* [What this task involves]: Please copy every item below word for word, leaving out the pictures.

* [Available records]:

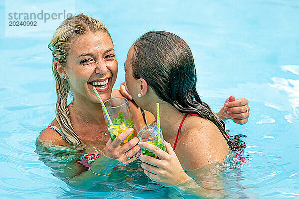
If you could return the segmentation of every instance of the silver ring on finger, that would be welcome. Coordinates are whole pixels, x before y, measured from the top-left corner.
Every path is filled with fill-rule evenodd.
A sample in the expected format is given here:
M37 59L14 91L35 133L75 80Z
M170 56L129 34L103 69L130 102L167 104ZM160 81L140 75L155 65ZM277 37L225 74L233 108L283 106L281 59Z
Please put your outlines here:
M128 160L130 160L130 158L129 158L129 157L128 157L128 155L127 154L127 152L125 153L125 154L126 154L126 156L127 156L127 158L128 158Z
M248 110L248 108L247 107L247 106L245 105L245 106L246 107L246 112L249 112L249 110Z

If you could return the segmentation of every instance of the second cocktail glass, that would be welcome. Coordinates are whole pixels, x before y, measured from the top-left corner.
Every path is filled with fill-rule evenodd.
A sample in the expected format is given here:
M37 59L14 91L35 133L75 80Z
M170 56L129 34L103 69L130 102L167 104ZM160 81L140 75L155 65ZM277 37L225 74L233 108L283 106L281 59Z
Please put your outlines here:
M113 125L109 126L108 119L104 114L109 135L113 141L120 134L128 128L133 127L129 102L128 99L125 98L116 98L104 101L104 104L112 121ZM126 143L134 137L132 133L123 141L121 145Z
M164 140L162 133L158 134L156 126L149 126L141 129L137 135L141 142L147 142L157 146L165 152L167 152L164 145ZM142 148L142 153L154 158L159 159L159 157L153 153L146 149Z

* [Expected answer]:
If you could return the segmentation of every instance of the silver ring on finger, that would be welcome. Coordinates are whole pixels, x before y, measured from the top-left corner.
Every path is filled with fill-rule evenodd.
A sample in the expected format is given here:
M37 59L14 91L35 133L75 80Z
M170 56L129 34L103 69L130 102L167 104ZM160 81L140 75L155 65ZM277 37L225 74L233 108L283 106L281 59Z
Please put your outlines here:
M128 160L130 160L130 158L129 158L129 157L128 157L128 155L127 154L127 152L125 153L125 154L126 154L126 156L127 156L127 158L128 158Z
M248 110L248 108L247 107L247 106L245 105L245 106L246 107L246 112L249 112L249 110Z

If you could return the segmentation of every instance of the second cocktail glass, that would be welcome. Coordinates are whole pixels, x before y, measured from the top-left corner.
Every path is filled with fill-rule evenodd.
A sample in the expected format is given here:
M37 59L14 91L35 133L75 80Z
M170 56L129 34L103 69L130 102L167 104ZM160 81L140 75L155 65ZM277 37L225 74L233 108L283 106L281 59Z
Please put your outlines here:
M113 125L109 126L108 119L104 114L109 135L113 141L120 134L128 128L133 127L129 102L128 99L125 98L116 98L104 101L104 104L112 121ZM126 143L134 137L132 133L123 141L121 145Z
M164 140L162 133L158 134L156 126L149 126L141 129L137 135L141 142L147 142L157 146L165 152L167 152L164 145ZM142 148L142 153L154 158L159 159L159 157L153 153L146 149Z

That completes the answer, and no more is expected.